Exercise goal = Would you reproduce the entries exactly, including every line?

Task input =
=== Section Start ===

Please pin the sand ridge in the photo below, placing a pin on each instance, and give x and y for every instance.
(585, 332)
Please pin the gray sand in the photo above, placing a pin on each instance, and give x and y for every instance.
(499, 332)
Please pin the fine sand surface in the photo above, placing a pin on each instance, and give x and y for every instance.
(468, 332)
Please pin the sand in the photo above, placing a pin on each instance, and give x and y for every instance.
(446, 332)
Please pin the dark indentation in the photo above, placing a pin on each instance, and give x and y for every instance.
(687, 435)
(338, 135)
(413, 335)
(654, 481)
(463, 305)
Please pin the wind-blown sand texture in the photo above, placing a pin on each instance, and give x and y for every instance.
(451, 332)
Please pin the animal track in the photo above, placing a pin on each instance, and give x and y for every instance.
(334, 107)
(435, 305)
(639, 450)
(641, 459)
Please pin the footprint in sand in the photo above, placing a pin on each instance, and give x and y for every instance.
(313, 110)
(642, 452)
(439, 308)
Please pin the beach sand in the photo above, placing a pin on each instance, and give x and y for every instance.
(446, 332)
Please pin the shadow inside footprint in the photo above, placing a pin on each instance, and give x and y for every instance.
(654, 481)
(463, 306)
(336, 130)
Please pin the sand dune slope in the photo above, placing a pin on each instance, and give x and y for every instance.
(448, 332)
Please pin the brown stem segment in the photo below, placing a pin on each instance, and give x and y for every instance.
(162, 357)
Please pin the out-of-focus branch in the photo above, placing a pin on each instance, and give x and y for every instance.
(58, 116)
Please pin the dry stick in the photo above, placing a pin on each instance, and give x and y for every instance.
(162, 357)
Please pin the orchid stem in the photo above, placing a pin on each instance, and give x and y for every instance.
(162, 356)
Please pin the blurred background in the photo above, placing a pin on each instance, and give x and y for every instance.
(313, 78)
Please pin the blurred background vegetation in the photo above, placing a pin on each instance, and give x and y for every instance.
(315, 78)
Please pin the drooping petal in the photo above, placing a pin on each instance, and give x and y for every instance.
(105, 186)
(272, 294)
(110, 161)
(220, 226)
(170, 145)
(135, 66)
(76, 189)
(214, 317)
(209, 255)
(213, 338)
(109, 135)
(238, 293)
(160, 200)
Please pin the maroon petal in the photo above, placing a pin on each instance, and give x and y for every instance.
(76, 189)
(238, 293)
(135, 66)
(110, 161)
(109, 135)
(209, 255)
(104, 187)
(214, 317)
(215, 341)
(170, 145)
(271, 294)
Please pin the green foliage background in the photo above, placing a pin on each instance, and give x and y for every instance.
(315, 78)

=== Section End ===

Reply =
Please pin the sand ridge in the photo below, placing a pin on each instance, and give x and y for every instance.
(585, 332)
Please pin the gray sand in the photo above, placing a pin on each instance, and give x and y for every instance.
(499, 332)
Please pin the fine sand surface in the photo above, placing a pin on each instance, and give x and y for every instance.
(468, 332)
Please pin the sand in the photo above, placing a pin on each instance, and give x and y for every instance.
(446, 332)
Please pin the dark indentation in the photo above, placing a pin on each instance, and give x and y for every instance.
(687, 435)
(338, 135)
(413, 335)
(654, 481)
(463, 305)
Please pin the wind-blown sand texture in the photo above, placing a pin on each instance, and give x and y for every instance.
(451, 332)
Please pin the animal track in the photo above, placing a pin on each instance, and give x and y for every instance.
(334, 107)
(435, 305)
(639, 450)
(641, 459)
Please pin the footprint in sand in the photo above, placing a pin on each instance, and give x and y for every instance.
(313, 110)
(642, 452)
(439, 308)
Please pin the beach sand in the photo above, placing a pin on each instance, and give x and y for every instance.
(446, 332)
Please pin the shadow inside footprint in the photo above, placing a pin on each instance, and give x and y for every instance.
(654, 481)
(463, 306)
(336, 130)
Please pin the sand dune slope in the photo above, placing a pin on each instance, and give x and y for every instance.
(448, 332)
Please pin the brown stem segment in the photo below, placing a pin on each instance, and give x and y for every instance.
(162, 357)
Please pin the out-of-focus branch in the photo above, placing a pin on each instance, and give x and y for every instance.
(58, 116)
Please pin the dry stick in the photo above, placing a pin on each instance, and give x and y for every instance.
(162, 357)
Please pin the orchid stem in the photo above, placing a pin on each instance, and give x and y for every instance.
(162, 356)
Please pin the blurred background in the photo above, placing a pin on each instance, and give x and y for every instance.
(313, 78)
Please pin the blurred background vegetation in the photo above, placing a pin on each instance, and give x and y for every instance.
(315, 78)
Please pin the drooping petal in the photo above, placing a pin on each instance, and give x and y for every instance.
(105, 186)
(272, 294)
(110, 161)
(220, 226)
(170, 145)
(135, 66)
(76, 189)
(214, 317)
(209, 255)
(213, 338)
(109, 135)
(238, 293)
(160, 200)
Please pin the maroon petal in the photo above, placing a pin on each instance, and give x and y for every instance.
(76, 189)
(238, 293)
(135, 66)
(110, 161)
(109, 135)
(209, 255)
(104, 187)
(214, 317)
(215, 341)
(170, 145)
(271, 294)
Please pin the green foliage background in the photo above, placing a pin on each instance, and give x and y for every instance.
(315, 78)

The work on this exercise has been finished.